TEXTE FOURNI
Mieux accompagner les jeunes à la frontière entre deux mondes
Focus On
Entretien avec le Dr Simone Marchini
Dans le cadre de mon doctorat, j’ai mené une étude longitudinale de cohorte portant sur la transition entre la pédopsychiatrie et la psychiatrie adulte.
Nous avons suivi des adolescents entre leurs 17 et 19 ans, avec un objectif très concret : concevoir un outil décisionnel à destination des cliniciens qui, chaque jour, doivent trancher dans des situations complexes. Faut-il maintenir une continuité de soins spécialisés à l’entrée dans l’âge adulte ? Ou bien est-il possible, pour ce jeune, d’interrompre ou d’alléger le suivi, en le confiant à son médecin généraliste ou à un psychologue en ville ?
L’enjeu est majeur. Trop souvent, on assiste à des décisions prises dans l’urgence, ou fondées sur des critères trop flous. Or, une mauvaise orientation peut avoir des conséquences graves : soit on maintient inutilement une prise en charge lourde, soit — et c’est plus fréquent — on interrompt prématurément un accompagnement qui aurait été nécessaire. L’état du jeune, alors, se dégrade lentement, parfois sans bruit, jusqu’à une rechute brutale : hospitalisation en urgence, comportements dangereux, rupture sociale ou familiale.
Notre outil vise à structurer cette prise de décision. Il repose sur une série de critères cliniques et psychosociaux, chacun pondéré selon sa valeur prédictive, afin de produire une orientation argumentée, solide, et adaptée à chaque situation. À terme, il prendra la forme d’un arbre décisionnel, que nous espérons informatisé. Le clinicien pourra ainsi, en répondant à quelques questions ciblées, obtenir une estimation fiable de la nécessité ou non d’assurer une transition vers la psychiatrie adulte.

TÂCHES À RÉALISER
**1)** Répondez brièvement à ces questions sur l'entretien consacré à la transition vers la psychiatrie adulte.
(a) Entre quels âges les adolescents de l'étude ont-ils été suivis ?
(b) Quelle mauvaise orientation l'entretien présente-t-il comme la plus fréquente ?
(c) Quelle forme l'outil doit-il prendre à terme ?
**2)** Poursuivez l'entretien consacré à la transition vers la psychiatrie adulte en reprenant juste après sa dernière phrase.

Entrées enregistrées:

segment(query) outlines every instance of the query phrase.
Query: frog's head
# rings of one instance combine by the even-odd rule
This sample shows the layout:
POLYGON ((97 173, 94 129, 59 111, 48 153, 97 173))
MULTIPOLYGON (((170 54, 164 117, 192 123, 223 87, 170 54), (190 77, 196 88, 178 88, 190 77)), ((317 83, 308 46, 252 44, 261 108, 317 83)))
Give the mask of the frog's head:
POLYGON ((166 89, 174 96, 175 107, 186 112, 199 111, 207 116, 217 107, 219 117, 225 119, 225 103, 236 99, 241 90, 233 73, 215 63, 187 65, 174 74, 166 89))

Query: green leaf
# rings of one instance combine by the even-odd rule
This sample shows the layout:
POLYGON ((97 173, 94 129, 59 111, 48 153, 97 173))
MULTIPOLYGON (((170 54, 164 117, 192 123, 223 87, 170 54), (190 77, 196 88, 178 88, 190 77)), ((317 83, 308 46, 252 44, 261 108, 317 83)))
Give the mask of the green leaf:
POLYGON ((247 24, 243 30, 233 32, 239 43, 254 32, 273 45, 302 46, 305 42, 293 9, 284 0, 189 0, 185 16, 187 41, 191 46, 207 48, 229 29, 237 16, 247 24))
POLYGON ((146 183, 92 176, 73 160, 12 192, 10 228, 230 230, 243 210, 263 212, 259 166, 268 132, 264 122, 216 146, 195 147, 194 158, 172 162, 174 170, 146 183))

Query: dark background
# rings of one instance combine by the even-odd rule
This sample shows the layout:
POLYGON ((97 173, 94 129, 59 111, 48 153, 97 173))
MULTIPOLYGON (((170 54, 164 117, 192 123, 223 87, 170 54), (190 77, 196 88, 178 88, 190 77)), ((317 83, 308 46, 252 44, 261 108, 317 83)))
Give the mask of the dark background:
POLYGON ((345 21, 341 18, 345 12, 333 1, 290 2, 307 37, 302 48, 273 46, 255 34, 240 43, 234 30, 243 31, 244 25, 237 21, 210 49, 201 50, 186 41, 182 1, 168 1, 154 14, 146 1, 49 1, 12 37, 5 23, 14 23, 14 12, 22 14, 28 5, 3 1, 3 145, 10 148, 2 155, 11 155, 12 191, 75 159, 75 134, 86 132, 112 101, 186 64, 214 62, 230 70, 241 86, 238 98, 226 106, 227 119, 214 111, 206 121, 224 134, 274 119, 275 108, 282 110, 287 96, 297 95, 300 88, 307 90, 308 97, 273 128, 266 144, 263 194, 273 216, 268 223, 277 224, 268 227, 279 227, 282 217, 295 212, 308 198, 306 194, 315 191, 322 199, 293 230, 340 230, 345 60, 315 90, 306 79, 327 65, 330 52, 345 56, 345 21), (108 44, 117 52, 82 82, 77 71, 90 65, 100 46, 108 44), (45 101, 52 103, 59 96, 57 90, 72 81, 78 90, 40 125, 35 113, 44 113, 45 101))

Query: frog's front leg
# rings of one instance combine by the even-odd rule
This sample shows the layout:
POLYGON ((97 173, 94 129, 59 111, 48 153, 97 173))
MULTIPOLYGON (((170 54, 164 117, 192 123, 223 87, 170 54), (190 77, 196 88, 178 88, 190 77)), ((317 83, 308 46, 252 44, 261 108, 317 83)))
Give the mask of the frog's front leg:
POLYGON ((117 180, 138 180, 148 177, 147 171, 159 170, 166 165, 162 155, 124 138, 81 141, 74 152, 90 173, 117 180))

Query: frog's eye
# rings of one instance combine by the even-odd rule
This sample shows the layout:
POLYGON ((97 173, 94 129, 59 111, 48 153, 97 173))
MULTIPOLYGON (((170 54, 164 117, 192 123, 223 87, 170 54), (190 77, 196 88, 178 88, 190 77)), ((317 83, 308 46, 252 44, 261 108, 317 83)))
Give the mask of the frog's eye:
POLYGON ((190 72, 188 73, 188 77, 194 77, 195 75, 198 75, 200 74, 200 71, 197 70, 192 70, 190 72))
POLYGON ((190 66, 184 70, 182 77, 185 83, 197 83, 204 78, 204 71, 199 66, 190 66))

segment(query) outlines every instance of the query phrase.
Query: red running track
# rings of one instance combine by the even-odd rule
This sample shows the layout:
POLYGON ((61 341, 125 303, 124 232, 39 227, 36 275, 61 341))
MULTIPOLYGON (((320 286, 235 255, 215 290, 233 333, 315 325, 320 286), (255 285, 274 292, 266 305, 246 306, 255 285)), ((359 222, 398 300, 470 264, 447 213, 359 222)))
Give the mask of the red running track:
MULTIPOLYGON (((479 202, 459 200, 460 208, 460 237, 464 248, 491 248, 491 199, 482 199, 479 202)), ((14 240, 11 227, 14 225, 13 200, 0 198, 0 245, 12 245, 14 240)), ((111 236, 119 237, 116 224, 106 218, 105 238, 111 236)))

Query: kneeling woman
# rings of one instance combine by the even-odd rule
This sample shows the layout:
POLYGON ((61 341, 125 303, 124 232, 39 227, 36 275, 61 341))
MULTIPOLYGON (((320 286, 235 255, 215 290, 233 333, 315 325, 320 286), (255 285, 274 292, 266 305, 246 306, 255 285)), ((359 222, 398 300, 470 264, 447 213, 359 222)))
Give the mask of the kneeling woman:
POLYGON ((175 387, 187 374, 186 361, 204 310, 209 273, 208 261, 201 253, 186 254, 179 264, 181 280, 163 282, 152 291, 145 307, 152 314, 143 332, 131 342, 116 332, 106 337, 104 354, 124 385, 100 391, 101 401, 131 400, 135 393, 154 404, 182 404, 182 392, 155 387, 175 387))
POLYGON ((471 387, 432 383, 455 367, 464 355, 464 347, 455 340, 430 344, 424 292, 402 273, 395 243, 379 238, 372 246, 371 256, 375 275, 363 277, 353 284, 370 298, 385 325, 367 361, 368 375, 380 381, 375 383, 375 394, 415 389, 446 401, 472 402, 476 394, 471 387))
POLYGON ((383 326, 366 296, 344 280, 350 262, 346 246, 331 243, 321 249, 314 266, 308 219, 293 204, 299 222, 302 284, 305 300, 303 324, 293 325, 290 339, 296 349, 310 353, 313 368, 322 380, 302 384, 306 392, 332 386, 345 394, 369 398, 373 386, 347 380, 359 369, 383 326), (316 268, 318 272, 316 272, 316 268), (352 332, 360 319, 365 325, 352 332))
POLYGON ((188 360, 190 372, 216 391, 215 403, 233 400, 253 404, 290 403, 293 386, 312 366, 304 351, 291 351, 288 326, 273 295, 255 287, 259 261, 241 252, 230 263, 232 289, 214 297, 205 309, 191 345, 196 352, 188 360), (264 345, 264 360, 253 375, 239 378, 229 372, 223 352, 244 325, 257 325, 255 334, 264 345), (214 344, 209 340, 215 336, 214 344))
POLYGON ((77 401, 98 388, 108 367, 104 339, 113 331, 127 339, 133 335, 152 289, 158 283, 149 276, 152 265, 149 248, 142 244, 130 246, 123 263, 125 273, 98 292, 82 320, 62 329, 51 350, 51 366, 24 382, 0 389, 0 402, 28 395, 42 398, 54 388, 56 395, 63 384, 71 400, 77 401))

RÉPONSES
**1)**
(a) Entre 17 et 19 ans.
(b) Interrompre prématurément un accompagnement qui aurait été nécessaire.
(c) Celle d'un arbre décisionnel, que l'équipe espère informatisé.

**2)**
Le traitement des données préliminaires s’est achevé récemment, et nous entamons désormais la phase d’analyse statistique et d’interprétation. Avec ma collègue, le Dr Joana Reis, qui termine également son doctorat, nous préparons la rédaction des articles finaux. L’étude entre dans sa dernière ligne droite. Et notre objectif est clair : proposer un outil en accès libre, simple à utiliser, mais rigoureusement validé. Même dans une version papier, il permettra un calcul rapide. Et s’il est informatisé, ce sera un gain de temps et de clarté considérable pour les cliniciens.
Mais rien de tout cela n’aurait été possible sans le soutien du Fonds Erasme. C’est lui qui m’a permis de dégager le temps nécessaire pour mener ce travail, sans renoncer à ma pratique clinique. Cette articulation entre recherche et terrain est essentielle. Dans ma clinique, je développe des approches thérapeutiques nouvelles. Et pour qu’elles soient pertinentes, il faut les tester, les encadrer, les ajuster à partir de données objectives. Ce va-et-vient constant entre l’innovation et sa validation est au cœur de ma démarche.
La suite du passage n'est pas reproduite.